═══ Task input ═══

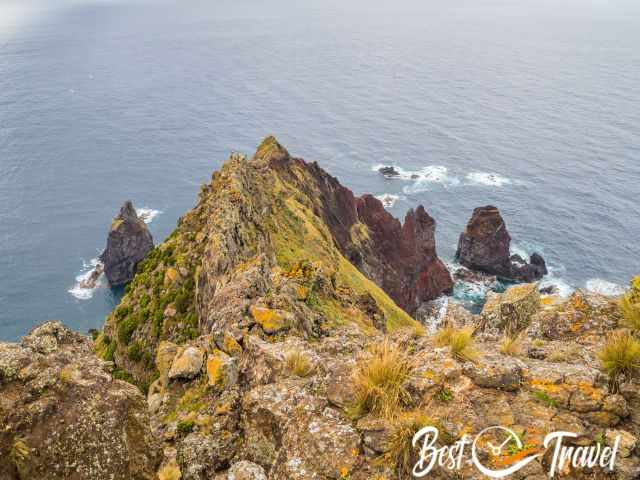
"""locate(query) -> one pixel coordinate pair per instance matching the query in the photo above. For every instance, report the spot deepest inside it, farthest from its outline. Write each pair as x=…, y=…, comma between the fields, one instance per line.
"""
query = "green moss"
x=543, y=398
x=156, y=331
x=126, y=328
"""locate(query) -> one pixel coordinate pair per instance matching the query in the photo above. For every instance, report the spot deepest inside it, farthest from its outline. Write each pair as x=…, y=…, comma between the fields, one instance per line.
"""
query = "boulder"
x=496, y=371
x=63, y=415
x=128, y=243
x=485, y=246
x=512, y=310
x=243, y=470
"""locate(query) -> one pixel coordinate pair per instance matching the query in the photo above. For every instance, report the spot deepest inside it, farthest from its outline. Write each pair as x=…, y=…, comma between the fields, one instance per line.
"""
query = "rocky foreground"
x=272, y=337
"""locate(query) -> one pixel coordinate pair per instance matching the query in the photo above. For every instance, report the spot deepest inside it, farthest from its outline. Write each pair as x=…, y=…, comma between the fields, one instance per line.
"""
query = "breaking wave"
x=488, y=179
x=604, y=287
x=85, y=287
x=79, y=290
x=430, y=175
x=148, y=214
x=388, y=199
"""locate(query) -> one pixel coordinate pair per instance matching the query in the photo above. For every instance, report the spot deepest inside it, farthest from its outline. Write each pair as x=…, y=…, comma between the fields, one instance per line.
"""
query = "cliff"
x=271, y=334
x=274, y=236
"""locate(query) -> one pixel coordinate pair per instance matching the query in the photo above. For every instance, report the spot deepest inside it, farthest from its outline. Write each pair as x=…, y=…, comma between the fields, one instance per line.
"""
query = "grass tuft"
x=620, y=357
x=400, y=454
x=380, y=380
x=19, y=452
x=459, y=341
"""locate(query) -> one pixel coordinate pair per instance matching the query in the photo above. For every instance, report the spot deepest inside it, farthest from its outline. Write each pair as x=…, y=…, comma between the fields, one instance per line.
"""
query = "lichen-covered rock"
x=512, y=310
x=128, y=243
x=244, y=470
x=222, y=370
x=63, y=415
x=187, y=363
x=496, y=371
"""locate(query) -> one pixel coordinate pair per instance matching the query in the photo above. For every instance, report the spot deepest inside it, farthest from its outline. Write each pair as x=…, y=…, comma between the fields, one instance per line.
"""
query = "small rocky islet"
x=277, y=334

═══
═══ Task input ═══

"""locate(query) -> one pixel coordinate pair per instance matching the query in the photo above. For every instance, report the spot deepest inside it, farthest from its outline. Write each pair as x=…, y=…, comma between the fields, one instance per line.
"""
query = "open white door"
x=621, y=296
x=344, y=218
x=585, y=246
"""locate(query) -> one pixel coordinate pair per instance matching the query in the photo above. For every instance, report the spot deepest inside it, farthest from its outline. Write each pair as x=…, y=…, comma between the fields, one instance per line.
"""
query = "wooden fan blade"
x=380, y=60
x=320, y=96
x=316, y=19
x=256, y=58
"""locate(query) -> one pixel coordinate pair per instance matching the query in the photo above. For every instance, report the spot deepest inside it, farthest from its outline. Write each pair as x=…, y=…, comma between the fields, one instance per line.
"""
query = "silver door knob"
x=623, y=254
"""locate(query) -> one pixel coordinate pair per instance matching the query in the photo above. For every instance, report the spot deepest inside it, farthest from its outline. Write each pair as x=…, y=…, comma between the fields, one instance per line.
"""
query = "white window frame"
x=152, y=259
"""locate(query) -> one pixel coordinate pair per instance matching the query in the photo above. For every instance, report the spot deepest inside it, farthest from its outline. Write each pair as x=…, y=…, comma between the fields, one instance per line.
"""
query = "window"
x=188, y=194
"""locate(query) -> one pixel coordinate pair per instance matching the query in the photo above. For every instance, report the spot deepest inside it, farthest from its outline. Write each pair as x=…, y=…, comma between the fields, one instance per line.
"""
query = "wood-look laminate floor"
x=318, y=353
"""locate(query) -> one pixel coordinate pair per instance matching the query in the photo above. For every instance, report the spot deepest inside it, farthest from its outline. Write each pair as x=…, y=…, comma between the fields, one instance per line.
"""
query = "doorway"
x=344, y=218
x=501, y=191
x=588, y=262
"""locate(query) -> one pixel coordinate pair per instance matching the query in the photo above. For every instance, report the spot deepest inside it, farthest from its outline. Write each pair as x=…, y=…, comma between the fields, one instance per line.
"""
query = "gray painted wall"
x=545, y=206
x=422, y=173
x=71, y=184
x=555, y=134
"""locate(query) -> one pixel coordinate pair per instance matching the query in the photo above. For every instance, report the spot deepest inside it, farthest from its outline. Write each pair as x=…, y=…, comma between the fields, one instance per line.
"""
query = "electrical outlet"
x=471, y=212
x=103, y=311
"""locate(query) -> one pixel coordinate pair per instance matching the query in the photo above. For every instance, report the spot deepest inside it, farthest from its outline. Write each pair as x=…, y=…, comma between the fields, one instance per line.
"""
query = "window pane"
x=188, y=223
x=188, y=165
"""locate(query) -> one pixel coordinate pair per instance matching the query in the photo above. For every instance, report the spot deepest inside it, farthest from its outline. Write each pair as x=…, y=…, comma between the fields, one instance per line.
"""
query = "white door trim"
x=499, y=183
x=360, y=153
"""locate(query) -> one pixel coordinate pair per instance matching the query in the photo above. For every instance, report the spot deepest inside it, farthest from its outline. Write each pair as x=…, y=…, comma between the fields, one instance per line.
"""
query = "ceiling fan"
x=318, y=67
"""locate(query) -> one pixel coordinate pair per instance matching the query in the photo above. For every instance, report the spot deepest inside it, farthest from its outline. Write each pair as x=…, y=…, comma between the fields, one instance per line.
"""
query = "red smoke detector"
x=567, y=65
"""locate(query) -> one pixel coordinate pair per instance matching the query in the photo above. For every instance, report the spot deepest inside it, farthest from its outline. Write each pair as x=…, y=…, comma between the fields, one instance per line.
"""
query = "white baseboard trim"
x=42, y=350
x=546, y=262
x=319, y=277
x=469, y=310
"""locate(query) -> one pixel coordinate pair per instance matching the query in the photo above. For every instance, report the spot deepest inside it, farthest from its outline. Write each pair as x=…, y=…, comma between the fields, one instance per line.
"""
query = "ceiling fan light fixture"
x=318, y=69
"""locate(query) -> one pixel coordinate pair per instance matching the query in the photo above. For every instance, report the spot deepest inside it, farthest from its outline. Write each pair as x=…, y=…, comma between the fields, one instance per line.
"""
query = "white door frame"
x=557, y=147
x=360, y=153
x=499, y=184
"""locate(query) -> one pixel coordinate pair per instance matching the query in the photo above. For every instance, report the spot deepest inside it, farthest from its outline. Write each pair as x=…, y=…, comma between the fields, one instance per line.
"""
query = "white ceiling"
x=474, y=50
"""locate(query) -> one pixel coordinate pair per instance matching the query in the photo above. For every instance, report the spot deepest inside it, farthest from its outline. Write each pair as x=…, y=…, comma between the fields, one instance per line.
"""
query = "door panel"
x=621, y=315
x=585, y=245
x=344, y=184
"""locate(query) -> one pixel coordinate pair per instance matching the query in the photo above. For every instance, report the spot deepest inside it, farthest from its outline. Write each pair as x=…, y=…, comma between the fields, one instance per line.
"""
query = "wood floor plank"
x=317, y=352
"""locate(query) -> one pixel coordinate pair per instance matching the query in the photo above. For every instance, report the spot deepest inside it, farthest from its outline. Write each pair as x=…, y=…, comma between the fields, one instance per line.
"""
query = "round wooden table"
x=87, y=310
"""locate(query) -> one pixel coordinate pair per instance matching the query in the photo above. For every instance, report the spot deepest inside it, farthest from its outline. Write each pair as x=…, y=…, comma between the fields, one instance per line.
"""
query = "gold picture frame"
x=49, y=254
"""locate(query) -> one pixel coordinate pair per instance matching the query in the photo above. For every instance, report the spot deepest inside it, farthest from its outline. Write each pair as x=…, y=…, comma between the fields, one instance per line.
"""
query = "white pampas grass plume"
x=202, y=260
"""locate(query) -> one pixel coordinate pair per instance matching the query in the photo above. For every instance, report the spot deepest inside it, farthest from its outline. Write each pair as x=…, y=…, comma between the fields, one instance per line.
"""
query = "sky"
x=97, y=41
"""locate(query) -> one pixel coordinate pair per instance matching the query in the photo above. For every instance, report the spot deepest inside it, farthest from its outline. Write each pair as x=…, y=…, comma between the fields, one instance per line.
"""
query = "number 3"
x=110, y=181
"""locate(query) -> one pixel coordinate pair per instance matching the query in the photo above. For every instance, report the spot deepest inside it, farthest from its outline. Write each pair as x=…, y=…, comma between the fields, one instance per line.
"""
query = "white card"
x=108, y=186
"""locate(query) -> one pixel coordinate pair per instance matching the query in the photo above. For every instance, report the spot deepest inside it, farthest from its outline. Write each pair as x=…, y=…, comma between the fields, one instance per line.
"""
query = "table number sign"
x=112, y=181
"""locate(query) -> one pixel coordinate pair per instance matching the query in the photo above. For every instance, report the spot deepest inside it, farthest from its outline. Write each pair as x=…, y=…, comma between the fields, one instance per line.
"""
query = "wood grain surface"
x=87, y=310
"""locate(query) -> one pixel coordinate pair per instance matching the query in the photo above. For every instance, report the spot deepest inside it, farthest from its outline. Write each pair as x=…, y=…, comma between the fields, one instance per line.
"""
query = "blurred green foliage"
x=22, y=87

═══

- **What to produce**
Write out, in full, each line of the data above that contains the word "green".

- **Task solution**
query = "green moss"
query = "blurred green foliage"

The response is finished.